• Problem requirements: Copy out the items below word for word, from the line with "In this exercise you will indicate the white plastic" through the end of the items, both ends included, and nothing else.

• Provided entries:
+ + + +

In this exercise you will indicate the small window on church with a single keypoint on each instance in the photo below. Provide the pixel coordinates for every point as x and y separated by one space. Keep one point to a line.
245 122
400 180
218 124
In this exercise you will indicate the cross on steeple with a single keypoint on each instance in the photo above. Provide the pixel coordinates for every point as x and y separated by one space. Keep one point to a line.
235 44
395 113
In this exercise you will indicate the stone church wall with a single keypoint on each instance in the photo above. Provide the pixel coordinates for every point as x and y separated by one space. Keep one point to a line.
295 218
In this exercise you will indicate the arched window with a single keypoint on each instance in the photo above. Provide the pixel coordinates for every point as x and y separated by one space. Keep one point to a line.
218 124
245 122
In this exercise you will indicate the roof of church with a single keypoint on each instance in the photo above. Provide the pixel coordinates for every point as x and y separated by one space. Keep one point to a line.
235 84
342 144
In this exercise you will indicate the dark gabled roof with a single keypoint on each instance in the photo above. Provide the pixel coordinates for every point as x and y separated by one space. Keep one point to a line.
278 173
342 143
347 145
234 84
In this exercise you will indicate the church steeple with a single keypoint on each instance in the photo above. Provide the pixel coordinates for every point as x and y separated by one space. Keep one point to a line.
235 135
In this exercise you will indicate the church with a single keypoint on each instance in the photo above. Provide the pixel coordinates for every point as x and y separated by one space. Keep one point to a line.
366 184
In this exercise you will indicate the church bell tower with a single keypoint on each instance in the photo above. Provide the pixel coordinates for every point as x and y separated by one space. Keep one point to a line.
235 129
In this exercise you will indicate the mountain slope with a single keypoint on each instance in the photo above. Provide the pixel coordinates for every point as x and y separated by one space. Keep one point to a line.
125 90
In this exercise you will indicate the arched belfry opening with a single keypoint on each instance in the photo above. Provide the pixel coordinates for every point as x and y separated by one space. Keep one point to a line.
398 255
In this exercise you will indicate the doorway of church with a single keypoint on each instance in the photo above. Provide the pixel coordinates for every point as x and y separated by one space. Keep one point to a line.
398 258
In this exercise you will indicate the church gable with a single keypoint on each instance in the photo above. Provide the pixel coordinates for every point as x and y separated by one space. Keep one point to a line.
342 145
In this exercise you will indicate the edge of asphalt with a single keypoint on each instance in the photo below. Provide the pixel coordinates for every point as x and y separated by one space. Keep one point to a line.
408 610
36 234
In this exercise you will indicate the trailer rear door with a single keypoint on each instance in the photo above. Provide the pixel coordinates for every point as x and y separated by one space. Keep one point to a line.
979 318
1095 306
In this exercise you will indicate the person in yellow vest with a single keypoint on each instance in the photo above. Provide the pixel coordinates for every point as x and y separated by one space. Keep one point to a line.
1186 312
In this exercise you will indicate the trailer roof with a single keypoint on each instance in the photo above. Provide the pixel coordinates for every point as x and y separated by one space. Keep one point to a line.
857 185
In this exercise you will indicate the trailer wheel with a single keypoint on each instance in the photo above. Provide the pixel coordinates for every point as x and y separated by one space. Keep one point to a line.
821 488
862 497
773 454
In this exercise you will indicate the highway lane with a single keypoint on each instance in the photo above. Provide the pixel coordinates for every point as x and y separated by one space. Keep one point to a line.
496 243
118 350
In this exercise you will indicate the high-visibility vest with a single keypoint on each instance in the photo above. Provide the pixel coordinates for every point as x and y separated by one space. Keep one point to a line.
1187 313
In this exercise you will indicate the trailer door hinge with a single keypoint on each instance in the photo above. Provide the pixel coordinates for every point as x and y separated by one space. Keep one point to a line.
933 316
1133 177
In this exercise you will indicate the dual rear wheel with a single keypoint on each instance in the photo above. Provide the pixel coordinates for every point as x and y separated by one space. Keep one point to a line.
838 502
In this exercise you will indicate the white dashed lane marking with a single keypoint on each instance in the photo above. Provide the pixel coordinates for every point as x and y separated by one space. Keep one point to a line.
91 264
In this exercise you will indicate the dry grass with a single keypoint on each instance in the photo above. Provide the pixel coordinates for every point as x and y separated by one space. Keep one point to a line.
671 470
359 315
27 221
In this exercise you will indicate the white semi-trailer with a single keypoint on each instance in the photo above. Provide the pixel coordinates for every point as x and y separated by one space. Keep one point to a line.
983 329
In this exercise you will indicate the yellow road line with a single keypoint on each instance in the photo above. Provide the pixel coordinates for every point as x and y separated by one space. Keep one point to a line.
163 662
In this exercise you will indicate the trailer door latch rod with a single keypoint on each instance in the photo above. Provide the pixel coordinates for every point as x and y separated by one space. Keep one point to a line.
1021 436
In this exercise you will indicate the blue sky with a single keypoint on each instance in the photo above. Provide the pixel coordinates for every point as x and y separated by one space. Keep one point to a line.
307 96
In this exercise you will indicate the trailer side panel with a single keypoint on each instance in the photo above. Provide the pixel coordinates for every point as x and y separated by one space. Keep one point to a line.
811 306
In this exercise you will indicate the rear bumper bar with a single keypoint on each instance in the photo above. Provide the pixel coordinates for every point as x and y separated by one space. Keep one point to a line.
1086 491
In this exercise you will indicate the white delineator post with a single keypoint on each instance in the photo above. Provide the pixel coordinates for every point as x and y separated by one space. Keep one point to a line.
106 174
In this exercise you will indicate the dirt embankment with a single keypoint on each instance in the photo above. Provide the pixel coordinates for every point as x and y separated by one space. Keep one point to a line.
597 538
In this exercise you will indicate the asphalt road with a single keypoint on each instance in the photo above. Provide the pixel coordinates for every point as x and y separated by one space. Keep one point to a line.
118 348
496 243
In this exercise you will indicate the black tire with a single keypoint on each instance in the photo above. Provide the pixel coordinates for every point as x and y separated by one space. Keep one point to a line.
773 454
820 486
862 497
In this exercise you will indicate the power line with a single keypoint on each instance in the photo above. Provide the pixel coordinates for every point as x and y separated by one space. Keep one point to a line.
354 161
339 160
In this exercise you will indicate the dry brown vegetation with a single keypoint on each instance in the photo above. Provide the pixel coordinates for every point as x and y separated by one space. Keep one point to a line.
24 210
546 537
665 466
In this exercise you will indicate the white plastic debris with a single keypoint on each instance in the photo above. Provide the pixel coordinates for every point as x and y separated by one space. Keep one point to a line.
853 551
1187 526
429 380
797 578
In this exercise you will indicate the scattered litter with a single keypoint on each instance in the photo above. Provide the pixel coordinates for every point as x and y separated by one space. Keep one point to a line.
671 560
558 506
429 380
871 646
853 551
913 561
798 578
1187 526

+ + + +

• Problem solution:
In this exercise you will indicate the white plastic debris with a single keypoint on each instance in the photo above. Provide the pixel coordinates for every point as x and y separated by one space. Keep one point to a line.
853 551
1187 526
429 380
797 578
In this exercise you will indicate the scattered litter with a single keypoint on each instance in the photo above. Provide the pixel coordinates for every point as x and y separated by one space. Keep one point to a line.
671 560
558 506
429 380
871 646
853 551
913 561
798 578
1187 526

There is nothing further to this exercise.